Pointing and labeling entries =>
+++

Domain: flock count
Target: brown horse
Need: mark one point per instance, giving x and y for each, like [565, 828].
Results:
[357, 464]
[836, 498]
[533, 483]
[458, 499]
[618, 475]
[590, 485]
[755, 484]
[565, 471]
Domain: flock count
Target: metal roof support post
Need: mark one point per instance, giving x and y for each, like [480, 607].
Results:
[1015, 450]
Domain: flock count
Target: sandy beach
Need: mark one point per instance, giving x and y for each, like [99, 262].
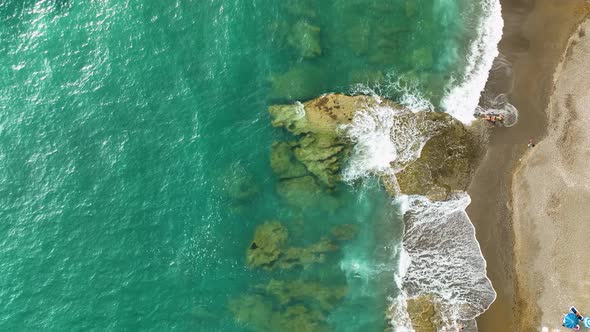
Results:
[535, 37]
[551, 191]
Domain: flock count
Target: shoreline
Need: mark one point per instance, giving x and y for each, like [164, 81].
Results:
[535, 37]
[545, 210]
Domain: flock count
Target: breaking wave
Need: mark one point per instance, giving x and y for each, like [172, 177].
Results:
[443, 260]
[385, 140]
[463, 96]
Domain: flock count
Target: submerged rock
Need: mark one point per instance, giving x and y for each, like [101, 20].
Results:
[422, 59]
[345, 232]
[239, 184]
[435, 154]
[284, 163]
[298, 83]
[446, 163]
[267, 244]
[291, 292]
[303, 8]
[260, 314]
[305, 38]
[321, 146]
[304, 257]
[268, 250]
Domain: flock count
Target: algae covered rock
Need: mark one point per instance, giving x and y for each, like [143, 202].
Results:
[321, 155]
[300, 82]
[259, 313]
[290, 292]
[266, 246]
[446, 163]
[284, 163]
[304, 257]
[239, 184]
[300, 192]
[305, 38]
[320, 147]
[345, 232]
[268, 249]
[300, 8]
[288, 306]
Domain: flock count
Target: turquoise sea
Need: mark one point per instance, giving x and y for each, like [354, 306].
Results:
[135, 154]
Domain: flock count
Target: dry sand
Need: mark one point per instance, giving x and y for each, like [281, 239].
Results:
[535, 37]
[551, 197]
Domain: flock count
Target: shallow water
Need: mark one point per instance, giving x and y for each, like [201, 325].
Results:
[135, 146]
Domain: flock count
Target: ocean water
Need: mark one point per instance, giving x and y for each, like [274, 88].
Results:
[135, 156]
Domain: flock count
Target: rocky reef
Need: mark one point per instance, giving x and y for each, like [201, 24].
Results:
[268, 249]
[440, 162]
[259, 309]
[289, 305]
[446, 162]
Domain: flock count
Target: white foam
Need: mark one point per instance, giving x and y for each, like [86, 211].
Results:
[385, 140]
[463, 98]
[446, 260]
[406, 91]
[373, 149]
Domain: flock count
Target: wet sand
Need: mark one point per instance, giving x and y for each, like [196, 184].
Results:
[535, 37]
[551, 195]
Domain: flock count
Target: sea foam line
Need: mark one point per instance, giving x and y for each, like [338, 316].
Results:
[462, 99]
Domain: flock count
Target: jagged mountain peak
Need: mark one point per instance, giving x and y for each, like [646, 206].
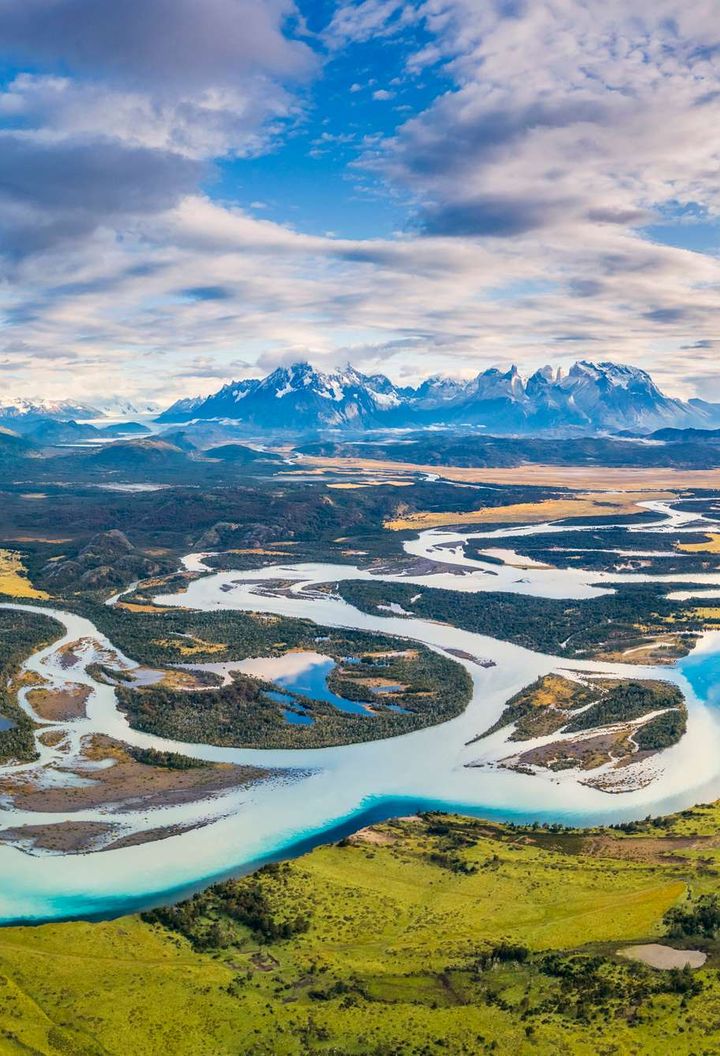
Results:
[589, 397]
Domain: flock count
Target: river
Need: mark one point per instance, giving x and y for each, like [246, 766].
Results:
[313, 794]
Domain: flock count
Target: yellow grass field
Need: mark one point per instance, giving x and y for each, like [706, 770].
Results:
[14, 577]
[562, 476]
[598, 504]
[712, 545]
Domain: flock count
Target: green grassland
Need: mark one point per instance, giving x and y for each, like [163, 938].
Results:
[429, 935]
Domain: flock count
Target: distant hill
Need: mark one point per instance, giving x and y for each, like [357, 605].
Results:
[137, 454]
[589, 398]
[240, 454]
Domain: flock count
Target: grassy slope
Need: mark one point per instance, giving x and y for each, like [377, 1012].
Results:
[402, 931]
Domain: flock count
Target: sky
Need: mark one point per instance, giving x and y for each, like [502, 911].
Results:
[199, 190]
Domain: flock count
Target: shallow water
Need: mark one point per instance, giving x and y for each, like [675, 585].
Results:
[315, 794]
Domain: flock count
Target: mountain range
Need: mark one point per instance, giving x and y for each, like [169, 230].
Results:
[602, 397]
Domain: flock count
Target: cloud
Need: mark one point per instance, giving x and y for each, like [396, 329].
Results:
[157, 42]
[560, 132]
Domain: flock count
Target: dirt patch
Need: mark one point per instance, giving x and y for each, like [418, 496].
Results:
[67, 837]
[60, 705]
[126, 784]
[664, 958]
[378, 837]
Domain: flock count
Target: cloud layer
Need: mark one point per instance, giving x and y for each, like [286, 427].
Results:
[538, 177]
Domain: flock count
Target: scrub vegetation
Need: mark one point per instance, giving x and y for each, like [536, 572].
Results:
[423, 935]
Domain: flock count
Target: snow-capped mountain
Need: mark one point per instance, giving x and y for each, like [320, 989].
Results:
[297, 397]
[59, 410]
[589, 397]
[121, 408]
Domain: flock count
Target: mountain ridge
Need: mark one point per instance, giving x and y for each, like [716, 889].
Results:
[589, 397]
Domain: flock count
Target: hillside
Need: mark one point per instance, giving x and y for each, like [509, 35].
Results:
[416, 937]
[589, 397]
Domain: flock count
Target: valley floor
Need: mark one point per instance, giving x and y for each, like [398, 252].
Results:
[424, 935]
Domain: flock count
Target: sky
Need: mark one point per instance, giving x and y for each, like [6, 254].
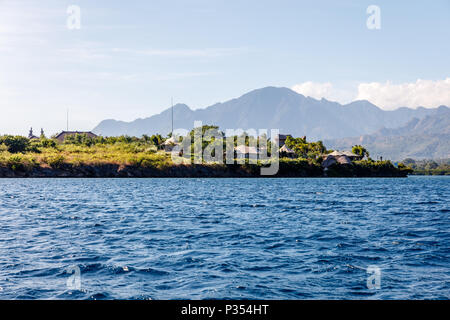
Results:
[126, 59]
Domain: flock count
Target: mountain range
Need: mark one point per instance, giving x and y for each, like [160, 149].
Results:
[295, 114]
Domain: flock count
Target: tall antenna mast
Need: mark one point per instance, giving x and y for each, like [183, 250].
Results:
[172, 117]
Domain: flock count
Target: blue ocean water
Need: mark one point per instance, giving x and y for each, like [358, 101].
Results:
[224, 238]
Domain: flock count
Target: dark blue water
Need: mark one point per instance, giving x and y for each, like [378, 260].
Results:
[224, 238]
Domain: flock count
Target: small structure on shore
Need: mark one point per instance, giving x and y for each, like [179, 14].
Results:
[343, 158]
[286, 152]
[280, 139]
[61, 136]
[31, 136]
[245, 152]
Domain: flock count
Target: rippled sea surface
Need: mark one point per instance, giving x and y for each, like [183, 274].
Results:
[224, 238]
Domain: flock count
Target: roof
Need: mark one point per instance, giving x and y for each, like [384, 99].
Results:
[169, 141]
[350, 154]
[337, 154]
[244, 149]
[330, 160]
[281, 136]
[75, 132]
[343, 160]
[284, 148]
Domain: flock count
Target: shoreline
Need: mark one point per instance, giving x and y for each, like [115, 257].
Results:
[199, 171]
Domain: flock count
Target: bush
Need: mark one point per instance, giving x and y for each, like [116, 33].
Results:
[16, 163]
[54, 161]
[15, 144]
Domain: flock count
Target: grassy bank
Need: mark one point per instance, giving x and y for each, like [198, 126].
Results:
[81, 156]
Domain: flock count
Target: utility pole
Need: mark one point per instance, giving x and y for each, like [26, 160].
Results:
[172, 117]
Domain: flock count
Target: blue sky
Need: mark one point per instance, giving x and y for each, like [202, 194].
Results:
[130, 57]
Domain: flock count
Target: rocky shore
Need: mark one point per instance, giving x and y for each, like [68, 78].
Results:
[192, 171]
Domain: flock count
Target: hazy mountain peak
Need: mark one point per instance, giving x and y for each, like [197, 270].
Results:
[275, 108]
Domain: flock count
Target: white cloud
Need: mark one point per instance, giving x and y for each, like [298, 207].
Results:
[389, 96]
[318, 90]
[202, 53]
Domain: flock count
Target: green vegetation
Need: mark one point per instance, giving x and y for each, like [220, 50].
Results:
[81, 155]
[428, 167]
[19, 153]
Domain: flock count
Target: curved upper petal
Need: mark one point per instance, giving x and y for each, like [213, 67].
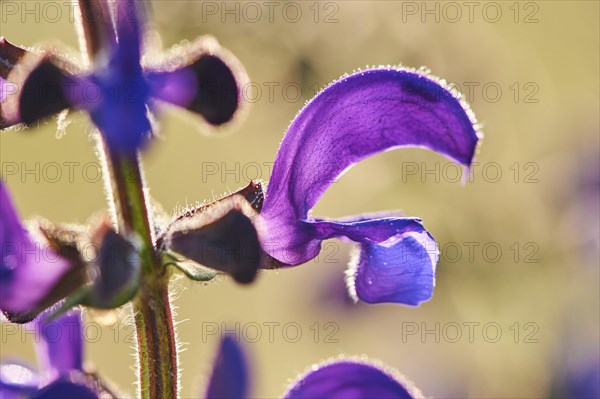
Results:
[229, 379]
[29, 270]
[358, 116]
[60, 348]
[350, 380]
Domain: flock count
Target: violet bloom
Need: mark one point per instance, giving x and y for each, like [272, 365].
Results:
[342, 379]
[120, 92]
[356, 117]
[59, 350]
[30, 271]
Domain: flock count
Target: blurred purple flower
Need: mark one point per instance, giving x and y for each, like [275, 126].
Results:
[118, 93]
[59, 350]
[356, 117]
[30, 271]
[342, 379]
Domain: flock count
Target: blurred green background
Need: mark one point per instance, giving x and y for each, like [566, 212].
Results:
[533, 72]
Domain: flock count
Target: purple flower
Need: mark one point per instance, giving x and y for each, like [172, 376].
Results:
[120, 92]
[59, 350]
[30, 270]
[356, 117]
[342, 379]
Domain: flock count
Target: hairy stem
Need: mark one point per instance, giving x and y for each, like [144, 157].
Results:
[156, 343]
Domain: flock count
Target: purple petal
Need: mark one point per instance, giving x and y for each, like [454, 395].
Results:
[60, 348]
[116, 96]
[229, 379]
[29, 270]
[398, 270]
[9, 56]
[359, 116]
[33, 91]
[17, 381]
[396, 260]
[127, 20]
[65, 389]
[350, 380]
[202, 78]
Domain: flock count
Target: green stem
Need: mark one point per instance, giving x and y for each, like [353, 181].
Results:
[157, 347]
[156, 342]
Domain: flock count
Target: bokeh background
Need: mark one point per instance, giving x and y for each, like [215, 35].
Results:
[531, 74]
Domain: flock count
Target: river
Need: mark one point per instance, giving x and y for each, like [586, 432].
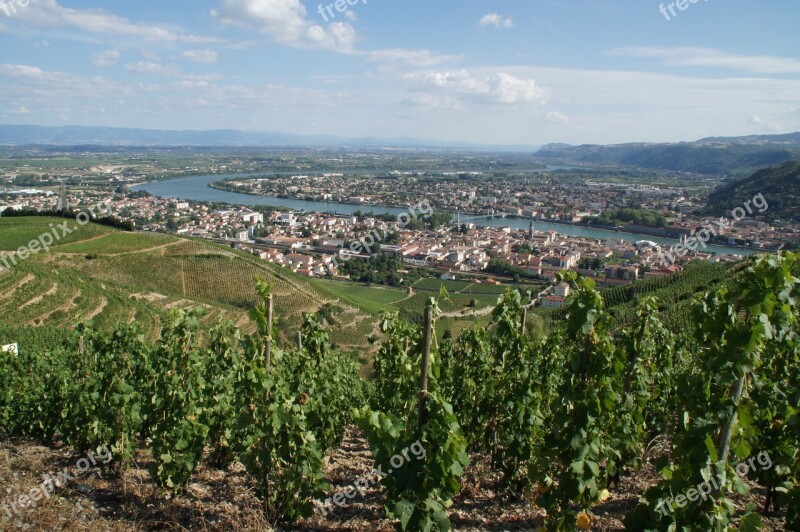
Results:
[196, 188]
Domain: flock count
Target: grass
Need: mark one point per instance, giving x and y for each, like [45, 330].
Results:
[118, 242]
[371, 299]
[117, 277]
[19, 232]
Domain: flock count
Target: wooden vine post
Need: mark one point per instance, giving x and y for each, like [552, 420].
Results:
[426, 361]
[269, 333]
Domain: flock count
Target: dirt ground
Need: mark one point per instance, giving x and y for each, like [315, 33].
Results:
[225, 501]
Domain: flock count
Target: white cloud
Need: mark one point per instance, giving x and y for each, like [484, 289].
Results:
[148, 67]
[766, 127]
[286, 22]
[201, 56]
[43, 14]
[107, 58]
[500, 88]
[493, 19]
[708, 57]
[415, 58]
[556, 117]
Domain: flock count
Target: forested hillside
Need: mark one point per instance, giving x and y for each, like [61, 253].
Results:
[780, 186]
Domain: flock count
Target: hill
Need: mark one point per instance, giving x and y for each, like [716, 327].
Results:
[780, 186]
[85, 136]
[110, 276]
[702, 157]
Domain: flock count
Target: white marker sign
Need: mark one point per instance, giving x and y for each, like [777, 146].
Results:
[11, 348]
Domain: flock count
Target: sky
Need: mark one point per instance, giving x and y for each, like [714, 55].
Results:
[505, 72]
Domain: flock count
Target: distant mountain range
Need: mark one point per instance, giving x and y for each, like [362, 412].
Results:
[711, 156]
[14, 135]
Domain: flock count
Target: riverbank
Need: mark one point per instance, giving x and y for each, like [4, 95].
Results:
[197, 189]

+++

EXERCISE DETAILS =>
How many lines in the data above contain the string "blurred", with case counting? Give only the number.

RESPONSE =>
2